> TEXTE SOURCE:

::::

Autre rencontre très importante dans la vie du philosophe engagé...

Au cours de l'année 1736, Voltaire reçoit la première lettre de celui qui deviendra roi de Prusse sous le nom de Frédéric II ; commence ainsi une correspondance qui durera jusqu’à la mort de Voltaire, en 1778, seulement interrompue entre 1754 et 1757. « Continuez, Monsieur, à éclairer le monde. Le flambeau de la vérité ne pouvait être confié à de meilleures mains », lui écrit celui qui veut l’attacher à sa cour par tous les moyens. Voltaire lui rendra plusieurs fois visite, mais refusera de s’installer à Berlin du vivant de Mme du Châtelet qui se méfie du roi-philosophe. Pour cette raison peut-être, Madame du Châtelet pousse Voltaire à chercher un retour en grâce auprès de Louis XV.

 

De son côté, Voltaire ne conçoit d’avenir pour ses idées sans l’accord du roi. Le hasard, ou la chance (?) font bien les choses... En 1744, le nouveau ministre des Affaires étrangères est son ancien condisciple de Louis-le-Grand : d'Argenson, et surtout il a le soutien d'une admiratrice : Mme de Pompadour, nouvelle maîtresse du roi. L'amitié qui le lie au roi de Prusse est un atout. Il rêve d'être l'artisan d’une alliance entre les deux rois et accepte une mission diplomatique, qui échouera....

Mais grâce à ses appuis, il obtient la place d’historiographe de France, le titre de « gentilhomme ordinaire de la chambre du roi » et les entrées de sa chambre. Il compose alors un poème lyrique, « La Bataille de Fontenoy » et un opéra, avec Rameau à la gloire du roi. Mais Louis XV ne l’aime pas et Voltaire sait qu'il ne sera jamais un courtisan....

 

En septembre 1749, Mme du Châtelet, avec laquelle il avait cru faire sa vie jusqu’à la fin de ses jours malgré leurs querelles et infidélités réciproques, enceinte d'un nouvel amant meurt dans les jours qui suivent son accouchement. Voltaire est désemparé ; il a 55 ans ; une dépression (« la seule vraie souffrance de ma vie », dira-t-il), l’hostilité de Louis XV et l’échec de sa tragédie « Oreste » le poussent à accepter les invitations réitérées de Frédéric II …

 

« Je redouble d’envie de vous revoir, c’est-à-dire de parler de littérature, et de m’instruire de choses que vous seul pouvez m’apprendre » écrira Frédéric II à Voltaire dans une lettre du 20 janvier 1750. Il part pour Berlin en juin 1750 et y arrivera fin juillet. Il est ravi et logé dans le un appartement du maréchal de Saxe où il travaille deux heures par jour avec le roi l'aidant à rédiger ses œuvres. Le soir, ce sont soupers délicieux, discussions savantes et raffinées avec la petite cour où il retrouvent les plus beaux esprits : outre Voltaire, de Maupertuis, mathématicien, physicien, médecin, astronome et philosophe, président de l'Académie des sciences de Berlin, d'Argens, écrivain, philosophe et intime de Frédéric II, La Mettrie, médecin, physicien et philosophe, entourent le roi. «Le roi avait de l’esprit et en faisait avoir », dit Voltaire. Il va passer plus de deux ans et demi en Prusse ; il met ce temps à profit pour terminer « Le Siècle de Louis XIV » et « Micromégas ». Mais hélas ! après l’euphorie des débuts, ses relations avec Frédéric II se détériorent, les brouilles se font plus fréquentes, et un incident va provoquer la rupture. Voltaire écrit un pamphlet contre de Maupertuis, (intime de Frédéric II, rappelons-le) qui avait commis, (en tant que président de l’Académie des sciences), un abus de pouvoir contre l’ancien précepteur de Mme du Châtelet.

::::

[Données de localisation : un point par instance]
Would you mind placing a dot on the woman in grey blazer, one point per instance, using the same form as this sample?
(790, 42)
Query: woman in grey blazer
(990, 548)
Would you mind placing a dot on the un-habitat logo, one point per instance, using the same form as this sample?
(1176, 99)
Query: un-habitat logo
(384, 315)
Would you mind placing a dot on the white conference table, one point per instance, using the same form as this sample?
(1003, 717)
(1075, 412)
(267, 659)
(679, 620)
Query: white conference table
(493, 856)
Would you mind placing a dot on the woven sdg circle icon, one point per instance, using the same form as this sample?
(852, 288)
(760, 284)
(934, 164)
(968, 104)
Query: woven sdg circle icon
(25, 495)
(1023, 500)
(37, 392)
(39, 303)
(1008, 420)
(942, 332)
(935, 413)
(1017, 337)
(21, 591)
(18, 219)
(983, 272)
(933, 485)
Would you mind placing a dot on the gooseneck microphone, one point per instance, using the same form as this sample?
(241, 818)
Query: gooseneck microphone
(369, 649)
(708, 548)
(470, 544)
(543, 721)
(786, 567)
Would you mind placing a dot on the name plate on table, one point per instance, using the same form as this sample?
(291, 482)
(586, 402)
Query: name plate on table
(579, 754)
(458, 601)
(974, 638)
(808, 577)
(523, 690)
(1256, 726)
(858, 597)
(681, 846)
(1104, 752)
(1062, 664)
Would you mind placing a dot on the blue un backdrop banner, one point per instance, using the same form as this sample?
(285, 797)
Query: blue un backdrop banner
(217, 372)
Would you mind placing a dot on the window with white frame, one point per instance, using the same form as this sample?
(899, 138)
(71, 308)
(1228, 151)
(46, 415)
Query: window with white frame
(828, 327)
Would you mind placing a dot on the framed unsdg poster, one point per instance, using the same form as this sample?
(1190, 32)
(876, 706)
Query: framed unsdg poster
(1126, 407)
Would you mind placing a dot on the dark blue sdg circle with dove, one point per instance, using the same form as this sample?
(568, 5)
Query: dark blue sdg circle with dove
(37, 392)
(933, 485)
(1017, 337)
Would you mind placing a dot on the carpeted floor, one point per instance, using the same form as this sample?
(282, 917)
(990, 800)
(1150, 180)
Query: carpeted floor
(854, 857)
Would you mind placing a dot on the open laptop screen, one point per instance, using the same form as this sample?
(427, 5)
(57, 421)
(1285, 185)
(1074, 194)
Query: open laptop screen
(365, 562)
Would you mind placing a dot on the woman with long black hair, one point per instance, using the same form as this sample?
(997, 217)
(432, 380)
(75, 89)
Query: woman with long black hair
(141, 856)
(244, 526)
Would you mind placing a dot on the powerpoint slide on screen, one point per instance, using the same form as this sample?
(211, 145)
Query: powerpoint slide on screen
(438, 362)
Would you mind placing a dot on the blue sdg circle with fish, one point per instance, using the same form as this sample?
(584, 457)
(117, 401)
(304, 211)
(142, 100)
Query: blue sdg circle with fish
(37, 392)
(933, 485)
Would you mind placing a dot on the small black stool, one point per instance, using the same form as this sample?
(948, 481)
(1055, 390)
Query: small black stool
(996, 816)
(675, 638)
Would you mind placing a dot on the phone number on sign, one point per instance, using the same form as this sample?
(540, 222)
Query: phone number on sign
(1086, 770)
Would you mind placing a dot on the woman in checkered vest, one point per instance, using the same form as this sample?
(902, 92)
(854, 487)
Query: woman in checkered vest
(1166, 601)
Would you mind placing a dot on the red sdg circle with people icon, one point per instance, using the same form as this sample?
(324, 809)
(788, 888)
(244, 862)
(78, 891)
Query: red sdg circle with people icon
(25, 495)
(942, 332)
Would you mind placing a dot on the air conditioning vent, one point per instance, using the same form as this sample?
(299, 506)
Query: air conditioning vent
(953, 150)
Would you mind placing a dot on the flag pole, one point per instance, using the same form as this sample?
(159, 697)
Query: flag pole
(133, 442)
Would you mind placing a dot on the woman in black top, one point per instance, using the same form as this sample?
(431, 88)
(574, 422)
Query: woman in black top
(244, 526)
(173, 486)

::::

> CONSIGNE: Écrivez la suite du texte sur Voltaire et Frédéric II, en reprenant juste après sa dernière phrase.

> VOTRE RÉPONSE:
 

Le pamphlet, « La Diatribe du docteur Akakia », est imprimé par Voltaire, sans l’accord du roi mais en utilisant une permission accordée pour un autre ouvrage ! Se sentant berné, furieux que l’on attaque son Académie, Frédéric fait saisir les exemplaires qui sont brûlés sur la place publique par le bourreau. Voltaire demande son congé, quitte la Prusse fin mars 1753 faisant divers arrêts prolongés dans différentes villes et finalement, après plusieurs semaines de tracasseries aussi absurdes qu'ubuesques que lui fera Frédéric II, Voltaire, en compagnie de Mme Denis venue le rejoindre, finira par rentrer en France.

 

Il fait une longue halte à Colmar où interdiction lui est signifiée d'approcher de la capitale. Voltaire a bientôt soixante ans et il est à la recherche d'un lieu sûr, hors de portée de la police royale, mais pas trop éloigné de Paris ; il se dirige alors vers Genève, pensant trouver dans cette ville calviniste où il compte bon nombre de partisans, paix, calme et liberté, y achète une maison et en loue une autre dans la canton de Vaud : puis, enfin ! ce sera Ferney, en France, mais à deux lieues de Genève, où il passera les vingt dernières années de sa vie, en compagnie de Mme Denis.

 

Voyons ce que dit le site « Pays de Voltaire » :

 

En 1758 lorsque Voltaire, âgé de 64 ans, acquit la seigneurie de Ferney, il déclara avoir trouvé un « hameau misérable » où il fit construire, suivant de près le chantier, la demeure de ses dernières années. Pendant près de vingt ans, Voltaire y reçut de nombreuses personnalités. Alors qu'il se déclarait "aubergiste de l'Europe", Ferney devenait le passage obligé d'une élite qui affluait de l'Europe entière. L'État a acquis en 1999 le château de Ferney, ce lieu de mémoire où Voltaire a tant écrit pour la défense des droits de l'homme.

 

« Je ne connais d'autre liberté que celle de ne dépendre de personne ; c'est celle où je suis parvenu après l'avoir cherchée toute ma vie » dira-t-il, et ajoutera, à l’adresse de son banquier : « Je suis né assez pauvre, j’ai fait toute ma vie un métier de gueux, de barbouilleur de papier, celui de Jean-Jacques Rousseau, (ne manquant jamais de décocher une flèche !) et cependant me voilà avec deux châteaux, 70 000 livres de rente et 200 000 livres d’argent comptant ».

 

Cette aisance lui permettra de reconstruire le château, d’y aménager un théâtre, d’en embellir les abords ; l'animation qui se crée avec la venue de Voltaire à Ferney fera de ce « hameau misérable » une petite ville prospère, ce que nous verrons à la fin de cet article.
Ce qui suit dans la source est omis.